Pointing and labeling entries:
* * * * * * *

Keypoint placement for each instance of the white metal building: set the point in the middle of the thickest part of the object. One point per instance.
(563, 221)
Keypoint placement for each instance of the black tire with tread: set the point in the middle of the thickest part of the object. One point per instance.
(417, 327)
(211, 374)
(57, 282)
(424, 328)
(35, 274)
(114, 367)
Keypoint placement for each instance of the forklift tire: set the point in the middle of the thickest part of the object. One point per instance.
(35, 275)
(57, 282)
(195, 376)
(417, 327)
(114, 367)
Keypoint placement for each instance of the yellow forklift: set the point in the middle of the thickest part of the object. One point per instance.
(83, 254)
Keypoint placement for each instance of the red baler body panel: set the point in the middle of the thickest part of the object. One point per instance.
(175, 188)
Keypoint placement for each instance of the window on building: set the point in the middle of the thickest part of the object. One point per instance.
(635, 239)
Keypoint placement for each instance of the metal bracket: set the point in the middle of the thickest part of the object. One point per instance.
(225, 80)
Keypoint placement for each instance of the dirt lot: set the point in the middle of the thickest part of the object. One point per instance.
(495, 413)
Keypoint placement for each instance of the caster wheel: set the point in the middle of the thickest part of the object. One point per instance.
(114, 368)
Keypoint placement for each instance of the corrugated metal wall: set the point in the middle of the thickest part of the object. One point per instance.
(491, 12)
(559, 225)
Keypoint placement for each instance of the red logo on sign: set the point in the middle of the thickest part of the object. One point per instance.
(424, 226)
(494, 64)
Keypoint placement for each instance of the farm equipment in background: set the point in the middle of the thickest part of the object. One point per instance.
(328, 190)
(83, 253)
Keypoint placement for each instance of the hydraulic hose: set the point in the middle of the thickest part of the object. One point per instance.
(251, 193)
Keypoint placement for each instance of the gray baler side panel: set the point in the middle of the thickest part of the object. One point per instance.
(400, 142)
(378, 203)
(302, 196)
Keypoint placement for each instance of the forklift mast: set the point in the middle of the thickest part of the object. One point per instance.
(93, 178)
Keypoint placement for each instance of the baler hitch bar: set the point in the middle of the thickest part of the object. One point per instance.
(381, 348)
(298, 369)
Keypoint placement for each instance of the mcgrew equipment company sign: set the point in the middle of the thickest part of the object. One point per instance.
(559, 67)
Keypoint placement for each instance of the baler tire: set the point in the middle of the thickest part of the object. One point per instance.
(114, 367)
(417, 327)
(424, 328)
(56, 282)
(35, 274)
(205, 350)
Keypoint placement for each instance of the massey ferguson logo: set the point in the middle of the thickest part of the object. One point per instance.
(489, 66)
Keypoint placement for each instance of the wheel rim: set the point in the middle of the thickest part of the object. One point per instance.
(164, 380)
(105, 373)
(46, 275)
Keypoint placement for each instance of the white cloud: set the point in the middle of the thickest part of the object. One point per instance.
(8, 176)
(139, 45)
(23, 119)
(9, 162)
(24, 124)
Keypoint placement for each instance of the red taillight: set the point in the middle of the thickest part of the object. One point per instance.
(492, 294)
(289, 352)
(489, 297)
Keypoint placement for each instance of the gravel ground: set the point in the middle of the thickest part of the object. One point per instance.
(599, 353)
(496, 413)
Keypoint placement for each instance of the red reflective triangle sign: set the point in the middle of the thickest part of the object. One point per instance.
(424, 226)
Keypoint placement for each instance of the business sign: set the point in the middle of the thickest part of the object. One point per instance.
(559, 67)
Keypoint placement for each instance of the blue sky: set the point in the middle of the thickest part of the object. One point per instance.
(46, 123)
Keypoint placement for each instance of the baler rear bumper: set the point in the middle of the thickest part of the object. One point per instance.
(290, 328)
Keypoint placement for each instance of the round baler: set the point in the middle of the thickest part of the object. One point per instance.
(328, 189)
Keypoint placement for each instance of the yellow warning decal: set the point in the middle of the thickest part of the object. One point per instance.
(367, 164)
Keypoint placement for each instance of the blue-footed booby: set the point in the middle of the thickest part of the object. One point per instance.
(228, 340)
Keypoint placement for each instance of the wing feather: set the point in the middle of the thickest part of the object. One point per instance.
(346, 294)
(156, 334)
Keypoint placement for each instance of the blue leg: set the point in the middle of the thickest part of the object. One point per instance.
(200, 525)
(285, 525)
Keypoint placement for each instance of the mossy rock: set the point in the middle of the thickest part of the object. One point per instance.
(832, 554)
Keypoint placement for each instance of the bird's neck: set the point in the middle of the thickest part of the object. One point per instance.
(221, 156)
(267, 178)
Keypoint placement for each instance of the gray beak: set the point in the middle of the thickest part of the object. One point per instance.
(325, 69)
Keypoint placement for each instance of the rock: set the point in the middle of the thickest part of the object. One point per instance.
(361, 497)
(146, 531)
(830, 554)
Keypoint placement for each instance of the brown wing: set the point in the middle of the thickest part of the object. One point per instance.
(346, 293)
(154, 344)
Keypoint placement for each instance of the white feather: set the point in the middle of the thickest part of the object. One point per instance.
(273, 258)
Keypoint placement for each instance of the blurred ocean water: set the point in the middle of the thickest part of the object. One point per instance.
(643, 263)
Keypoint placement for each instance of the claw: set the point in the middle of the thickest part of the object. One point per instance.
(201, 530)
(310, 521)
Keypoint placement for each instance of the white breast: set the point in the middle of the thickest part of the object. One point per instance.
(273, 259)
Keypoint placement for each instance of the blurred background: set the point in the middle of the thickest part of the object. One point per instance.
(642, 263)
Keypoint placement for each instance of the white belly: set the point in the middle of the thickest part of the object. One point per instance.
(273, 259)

* * * * * * *

The problem: Repeat all the records. Match each line exactly.

Result for this exercise:
Keypoint placement for each instance of the white metal building: set the point in the middle of the thickest part of the object. One point per instance.
(563, 221)
Keypoint placement for each instance of the black tire with tread: set the point in the middle of the thickest part of the object. One point per instance.
(417, 327)
(211, 374)
(57, 282)
(424, 328)
(35, 274)
(114, 367)
Keypoint placement for each instance of the forklift tire: set the point in the middle of the thickest part of the object. One point per instance.
(35, 275)
(57, 282)
(195, 376)
(417, 327)
(114, 367)
Keypoint placement for each instance of the yellow forklift: set the point in the middle of the thickest part of the object. One point per instance.
(83, 254)
Keypoint placement for each instance of the red baler body panel: set the point in the middle of the thickest part of the object. One point per instance.
(175, 188)
Keypoint placement for each instance of the window on building: set the point in the middle of the thickest part of the object. One point per instance.
(635, 239)
Keypoint placement for each instance of the metal bracket: set the point in the middle of the thickest part of the object. One point per instance.
(225, 80)
Keypoint placement for each instance of the dirt lot: set the point in the middle of the thickest part of the object. One point per instance.
(495, 413)
Keypoint placement for each instance of the caster wheel: set the point in the middle of the thickest part of the object. One point per instance.
(114, 368)
Keypoint placement for each instance of the corrugated metal wall: set the point in the middle of the thickest part of the object. One point per instance.
(491, 12)
(559, 225)
Keypoint placement for each instance of the red logo on sign: set the point in the middle of the thickest part of the object. One point per instance.
(424, 226)
(494, 64)
Keypoint placement for each instance of the farm equipment in background: set the point in the middle of the thickest part of the object. One point per instance.
(328, 190)
(83, 253)
Keypoint placement for each instance of the hydraulic hose: set the point in the middle of the thickest part of the object. One point per instance.
(251, 193)
Keypoint placement for each instance of the gray baler side panel: set the point in the middle of the thickest part of the object. One point per instance.
(400, 142)
(378, 203)
(302, 196)
Keypoint placement for each instance of the forklift mast: set the point in the middle of the thickest part of the object. One point per instance.
(93, 178)
Keypoint placement for each instance of the baler hitch bar: set the point in the middle of the thickest part of the object. One point per instance.
(381, 348)
(298, 369)
Keypoint placement for each instance of the mcgrew equipment company sign: set the point in the middle of the thickest part of the object. One point per instance.
(559, 67)
Keypoint placement for each instance of the baler tire: set the point in the middle of the thickest part of the object. One point per instance.
(114, 367)
(417, 327)
(424, 328)
(56, 282)
(35, 274)
(205, 350)
Keypoint placement for each instance of the massey ferguson logo: set the point in the middle of the thickest part of the object. One point per instance.
(489, 66)
Keypoint placement for each instance of the wheel rim: set the point in the middle of the thickest part of the object. One point per instance.
(164, 380)
(105, 373)
(46, 275)
Keypoint placement for each instance of the white cloud: set the point in the middle of the thickest part of the object. One point per instance.
(8, 176)
(139, 45)
(23, 119)
(9, 162)
(24, 124)
Keypoint placement for each instance of the red taillight: set the point in the middle of the thickest part of the object. One point per instance.
(492, 294)
(289, 352)
(489, 297)
Keypoint placement for each instance of the gravel ground: set the point in the middle of the thickest part of the object. One point per instance.
(599, 353)
(496, 413)
Keypoint placement for each instance of the red reflective triangle sign: set the point in the middle of the thickest part of the object. One point per instance.
(424, 226)
Keypoint placement for each instance of the business sign: set the point in the middle of the thickest part of the object. One point per instance.
(559, 67)
Keypoint placement for each instance of the blue sky: set the point in the middle of the thickest part of the object. One point per instance.
(46, 123)
Keypoint placement for each instance of the baler rear bumper: set the point in the middle of the thickest part of the object. One point per instance.
(290, 328)
Keypoint placement for each instance of the round baler: set the point in the middle of the thickest part of the object. One point per instance.
(328, 189)
Keypoint placement for each instance of the yellow warning decal: set the point in the middle of the thickest part of the object. One point per instance.
(367, 164)
Keypoint placement for each instance of the blue-footed booby: set the point in the middle of the thickest part of the object. One point per instance.
(228, 340)
Keypoint placement for each instance of the wing feather: set the point in the middle of the thickest part of the object. One point per instance.
(346, 294)
(156, 334)
Keypoint placement for each instance of the blue leg: set the point in the middle of the thickest part of the object. One point per instance.
(200, 525)
(285, 525)
Keypoint placement for each instance of the mossy rock: set the point in the middle of the thickest part of the object. One point per instance.
(832, 554)
Keypoint placement for each instance of the bird's neck: set the point in the middle of the thickest part of the object. One point per instance.
(221, 156)
(267, 178)
Keypoint placement for each instance of the gray beak: set the point in the middle of the thickest part of the object. One point per instance.
(325, 69)
Keypoint placement for each instance of the rock: set the point in the middle of the thickest part of the object. One point per instance.
(361, 497)
(146, 531)
(830, 554)
Keypoint placement for each instance of the brown wing: set the point in the middle of the thickest part of the object. One point per instance.
(346, 293)
(154, 344)
Keypoint placement for each instance of the white feather: set the point in the middle of the thickest part of the object. One point per instance.
(273, 258)
Keypoint placement for each instance of the blurred ocean water: set the point in the middle of the thickest part of the object. One point per instance.
(643, 263)
Keypoint placement for each instance of the claw: set the point in the middle of the thickest part of the object. One point per instance.
(201, 530)
(310, 521)
Keypoint placement for each instance of the white breast: set the point in the middle of the thickest part of the object. One point per instance.
(273, 259)
Keypoint placement for each instance of the blurred background: set the point in the middle of the thickest part of the object. One point per instance.
(642, 263)
Keypoint placement for each instance of the white belly: set the point in the middle of the thickest part of the object. One point per instance.
(273, 259)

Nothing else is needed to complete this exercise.